Date: Thursday, November 25, 2021
Source: Wall Street Journal
In the throes of the sticker shock many Americans have been experiencing lately, it is hard to remember an oft-repeated lesson: Shortages can suddenly turn into gluts.
The combination of bottlenecks and robust demand has pushed prices for all kinds of things higher, but some of the most eye-popping increases have been in the prices of manufactured goods that rely on global supply chains. The October consumer inflation report from the Labor Department showed prices for washers and dryers were up 30.1% last month from the pandemic’s start, with prices for furniture up 12% and prices for new cars and trucks up 11.3%.
Further, shortages of some manufactured items are creating inflation elsewhere. The dearth of new vehicles has made it hard for rental-car companies to restock their fleets, which is a big part of why it cost 49.2% more to rent a car or truck in October than before the pandemic. Fewer new car purchases by rental companies in particular has led to fewer available used cars, and used car and truck prices have risen 44%.
For a lot of people, the argument that these price increases are transitory has worn thin. Policy makers and economists were saying that supply-chain problems would be starting to ease this fall, and now they are expected to persist until next year. With inventories low and what appears to be a lot of unsated demand out there, it is easy to imagine prices continuing to go up.
But imagining that supply-demand imbalances will persist, and then finding that they won’t, is a common occurrence. Pig breeders and cattle ranchers have regularly responded to high prices with production increases that initially aggravate shortages but then lead to gluts in the so-called hog and cattle cycles that drive huge swings in pork and beef prices. A similar dynamic occurs in shipping costs, and ship prices. And back in May, when prices were surging, it didn’t seem as if framing-lumber prices were going to fall by more than half—but then they did.

Tasks:
1/ From the inflation article, list every good or service given a percentage price increase, along with its percentage.
2/ Please continue the inflation article from its last sentence.
The records that follow are separate material and are not part of the inflation article.

Data provided:

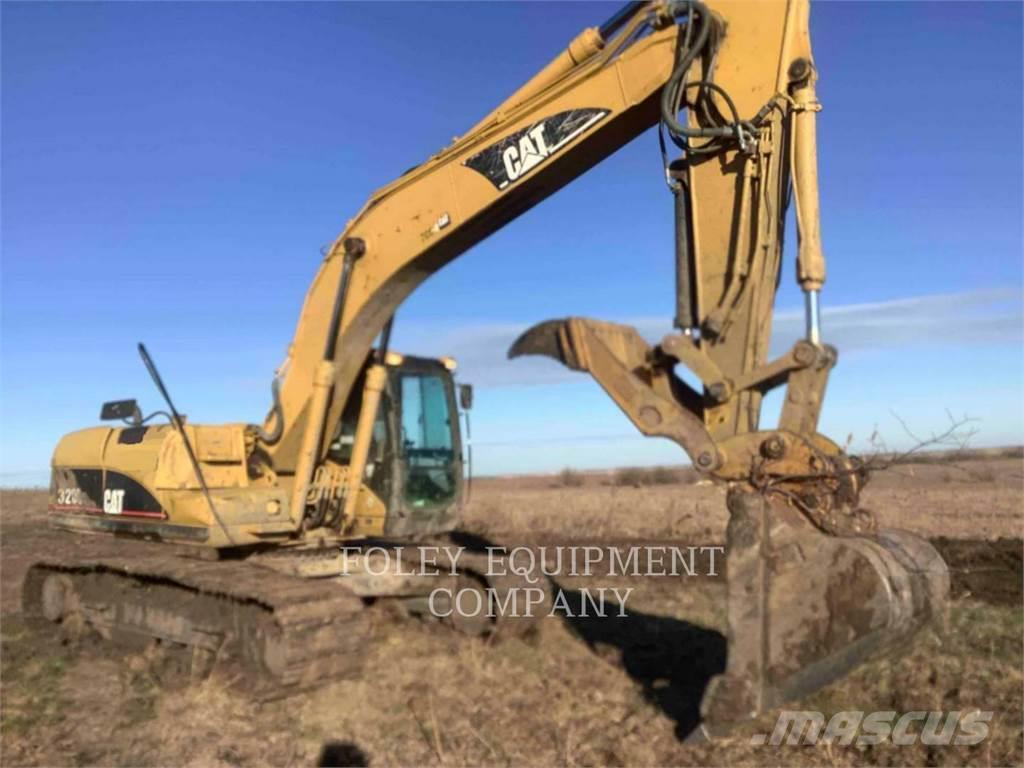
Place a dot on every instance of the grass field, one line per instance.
(580, 691)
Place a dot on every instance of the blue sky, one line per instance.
(170, 171)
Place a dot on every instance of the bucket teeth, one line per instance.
(806, 607)
(548, 339)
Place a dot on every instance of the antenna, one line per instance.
(179, 424)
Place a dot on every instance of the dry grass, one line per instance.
(579, 692)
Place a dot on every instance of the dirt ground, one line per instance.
(620, 690)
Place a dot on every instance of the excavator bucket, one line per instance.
(806, 607)
(805, 604)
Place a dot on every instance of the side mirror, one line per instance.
(121, 410)
(466, 396)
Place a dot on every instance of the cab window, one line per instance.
(426, 439)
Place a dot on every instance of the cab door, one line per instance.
(429, 466)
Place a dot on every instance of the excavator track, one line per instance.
(287, 634)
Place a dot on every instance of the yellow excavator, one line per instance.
(361, 445)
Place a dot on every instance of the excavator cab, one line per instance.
(415, 463)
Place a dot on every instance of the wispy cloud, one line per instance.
(984, 316)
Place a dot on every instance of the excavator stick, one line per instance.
(814, 590)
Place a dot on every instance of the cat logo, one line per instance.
(515, 156)
(114, 501)
(529, 153)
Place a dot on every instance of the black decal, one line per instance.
(517, 155)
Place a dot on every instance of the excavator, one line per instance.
(265, 541)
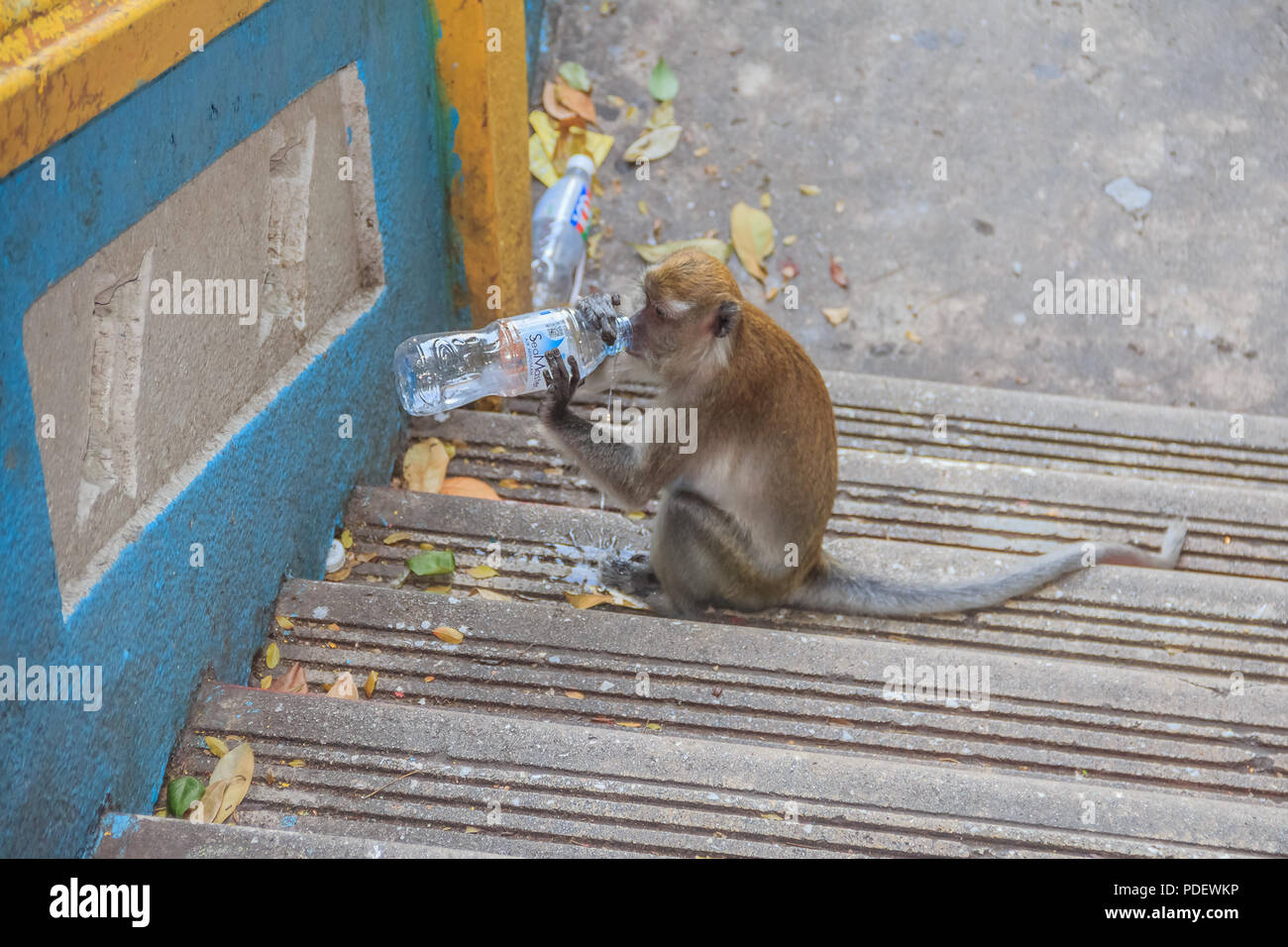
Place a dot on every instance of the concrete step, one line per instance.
(149, 836)
(992, 425)
(1076, 720)
(639, 791)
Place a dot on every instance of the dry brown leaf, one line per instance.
(291, 682)
(833, 266)
(344, 686)
(425, 466)
(587, 599)
(468, 486)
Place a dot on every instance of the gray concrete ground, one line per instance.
(1030, 129)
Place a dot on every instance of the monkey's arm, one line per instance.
(632, 474)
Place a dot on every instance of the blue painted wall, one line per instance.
(265, 508)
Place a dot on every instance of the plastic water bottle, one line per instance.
(445, 369)
(559, 230)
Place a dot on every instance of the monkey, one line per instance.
(761, 482)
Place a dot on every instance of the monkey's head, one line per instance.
(690, 318)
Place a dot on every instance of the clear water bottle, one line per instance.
(445, 369)
(559, 228)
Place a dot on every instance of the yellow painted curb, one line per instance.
(76, 58)
(482, 63)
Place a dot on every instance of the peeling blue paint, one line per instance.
(267, 504)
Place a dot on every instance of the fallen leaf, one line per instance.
(656, 253)
(662, 82)
(554, 108)
(576, 76)
(433, 562)
(576, 101)
(752, 237)
(292, 682)
(425, 466)
(344, 686)
(661, 116)
(653, 145)
(833, 266)
(587, 599)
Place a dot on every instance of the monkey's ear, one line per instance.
(726, 317)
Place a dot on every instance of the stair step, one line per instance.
(636, 791)
(1194, 622)
(1233, 530)
(884, 414)
(546, 661)
(150, 836)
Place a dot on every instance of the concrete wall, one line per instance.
(133, 437)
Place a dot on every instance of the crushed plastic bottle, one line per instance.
(445, 369)
(561, 226)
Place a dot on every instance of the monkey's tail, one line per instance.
(836, 589)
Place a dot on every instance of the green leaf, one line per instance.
(181, 793)
(662, 84)
(575, 73)
(433, 562)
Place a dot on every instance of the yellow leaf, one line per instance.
(656, 253)
(344, 686)
(597, 146)
(587, 599)
(546, 129)
(425, 466)
(653, 145)
(752, 237)
(539, 162)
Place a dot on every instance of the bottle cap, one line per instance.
(584, 162)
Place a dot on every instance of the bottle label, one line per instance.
(580, 219)
(539, 343)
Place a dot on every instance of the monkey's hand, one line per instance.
(599, 312)
(562, 382)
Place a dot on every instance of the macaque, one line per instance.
(741, 518)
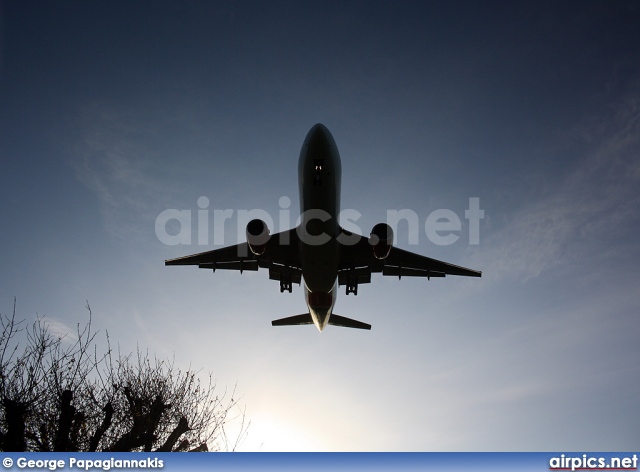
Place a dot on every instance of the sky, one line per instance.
(113, 112)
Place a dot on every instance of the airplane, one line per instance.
(319, 251)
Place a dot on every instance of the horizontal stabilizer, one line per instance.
(304, 318)
(337, 320)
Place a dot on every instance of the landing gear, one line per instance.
(352, 286)
(285, 281)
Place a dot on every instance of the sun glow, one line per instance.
(267, 434)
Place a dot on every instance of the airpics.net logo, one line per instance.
(442, 227)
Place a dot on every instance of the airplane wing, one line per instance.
(281, 257)
(357, 263)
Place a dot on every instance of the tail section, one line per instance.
(335, 320)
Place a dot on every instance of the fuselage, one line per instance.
(319, 176)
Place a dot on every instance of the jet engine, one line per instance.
(257, 236)
(381, 239)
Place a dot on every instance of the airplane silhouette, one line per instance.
(319, 250)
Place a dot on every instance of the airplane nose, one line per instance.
(318, 132)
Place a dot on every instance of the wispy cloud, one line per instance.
(117, 161)
(587, 216)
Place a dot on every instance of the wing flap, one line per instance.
(304, 318)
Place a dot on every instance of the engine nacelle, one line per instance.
(381, 239)
(257, 236)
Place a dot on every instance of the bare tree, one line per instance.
(61, 395)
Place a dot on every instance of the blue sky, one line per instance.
(111, 113)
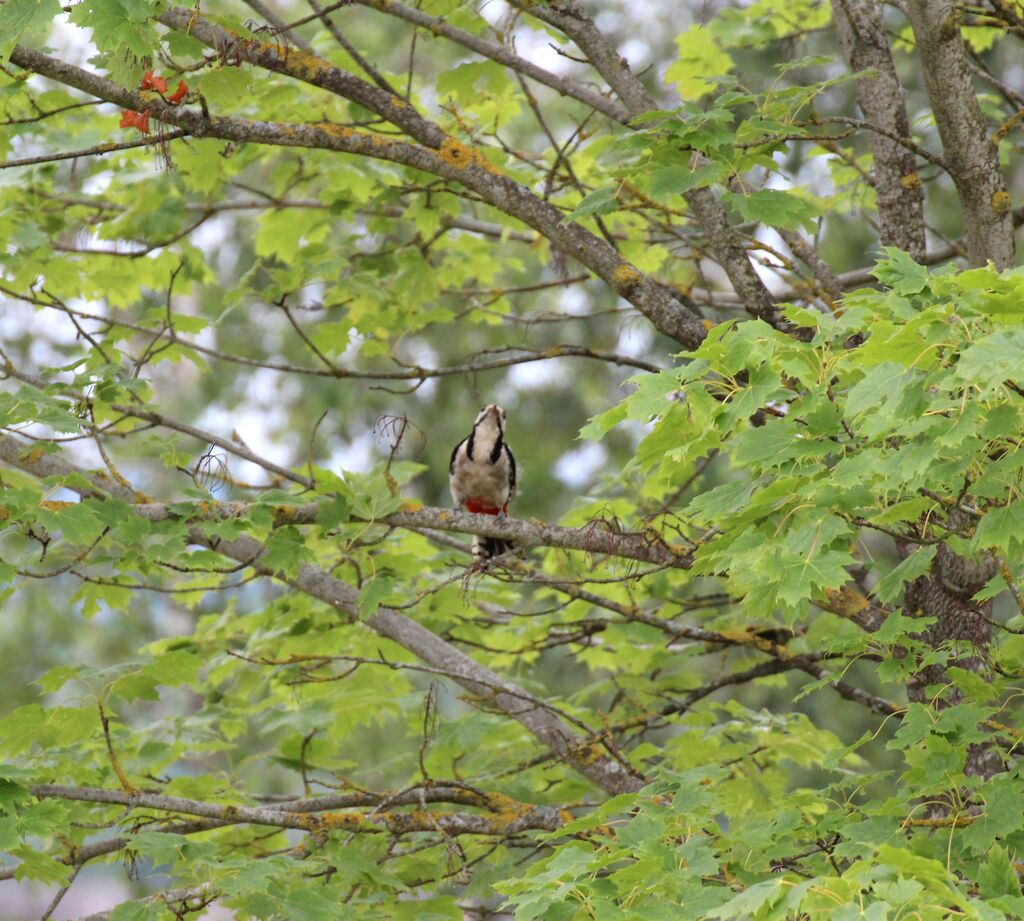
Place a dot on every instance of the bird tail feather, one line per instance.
(487, 547)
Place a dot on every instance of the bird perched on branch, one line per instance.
(481, 475)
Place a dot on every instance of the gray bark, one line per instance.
(898, 190)
(973, 159)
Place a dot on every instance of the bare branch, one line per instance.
(436, 154)
(602, 769)
(900, 197)
(973, 159)
(502, 54)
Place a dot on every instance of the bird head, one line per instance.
(491, 415)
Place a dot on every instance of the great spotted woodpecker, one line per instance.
(481, 475)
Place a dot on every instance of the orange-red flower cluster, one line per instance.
(150, 80)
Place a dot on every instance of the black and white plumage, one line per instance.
(481, 475)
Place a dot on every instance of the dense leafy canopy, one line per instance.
(758, 654)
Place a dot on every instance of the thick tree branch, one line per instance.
(435, 153)
(724, 244)
(534, 714)
(311, 817)
(899, 193)
(973, 159)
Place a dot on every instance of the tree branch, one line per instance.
(435, 153)
(314, 818)
(899, 193)
(587, 758)
(973, 159)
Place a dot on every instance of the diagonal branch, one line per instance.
(312, 818)
(435, 154)
(501, 54)
(588, 758)
(724, 244)
(970, 153)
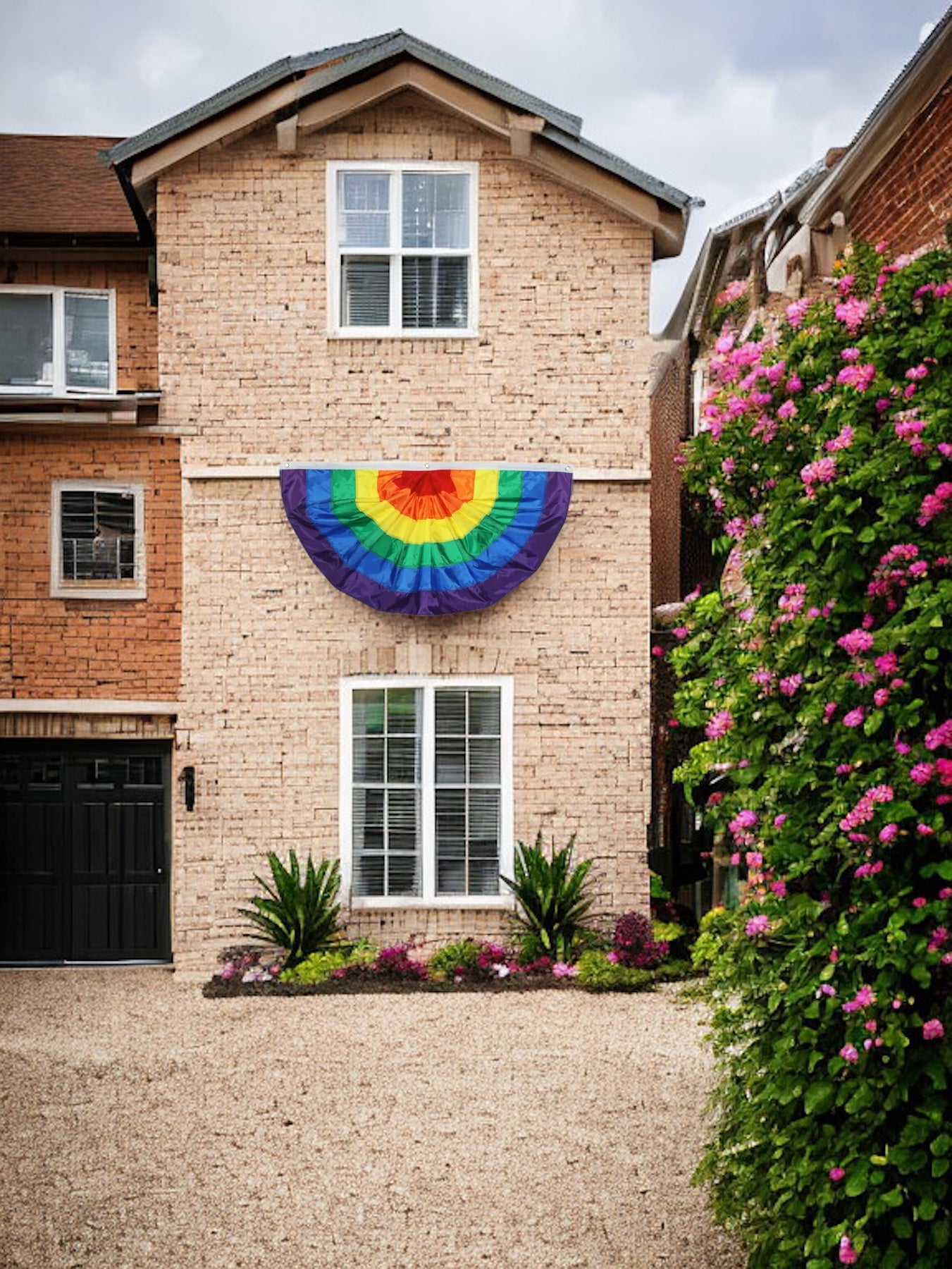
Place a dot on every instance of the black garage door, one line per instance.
(84, 858)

Results in order:
1/
- Washers and dryers: 30.1%
- Furniture: 12%
- New cars and trucks: 11.3%
- Renting a car or truck: 49.2%
- Used cars and trucks: 44%

2/
In the year ahead, even slight relief of some supply-chain issues could have significant effects. For example, there are a lot of partially built vehicles that car makers have parked around the country which will be rolling into dealerships once necessary chips are installed. In a recent note, the Bank for International Settlements pointed out that the building of precautionary stockpiles of components by some manufacturers might be exacerbating shortages—a phenomenon that might also paint a false picture of underlying demand. Earlier this fall, many retailers were imploring consumers to get their holiday shopping done early, lest supplies run out, yet last week Walmart, Target and TJX all said they are well stocked for Black Friday.
Another place inventories might be higher than readily perceived is in people’s homes and driveways. Adjusted for inflation, consumer purchases of durable goods—long-lasting items including bicycles and television sets—rose 7.7% last year from 2019, and in the first nine months of this year were up 26.6% versus two years ago. Even pent-up consumer demand for new cars might be less than seems apparent: While production problems have pushed new car and truck sales well below their 2019 levels this year, exclude fleet sales to rental companies and the like, and they are only down a bit.
If Covid-19 risks continue to diminish in the months ahead, allowing people to resume more of their pre-pandemic activities, more spending might be shifted away from goods toward services. Lower Covid-19 risks would also help alleviate some supply-chain snarls, especially in countries outside the U.S. that are major sources of manufactured goods and components. At the least, prices for some items could stop rising and become drags on inflation. And prices for some goods, such as used cars—which have accounted for about a percentage point of the 6.9% increase in overall consumer prices—could fall.
By this time next year, inflation might not seem like nearly as big a problem as it does right now.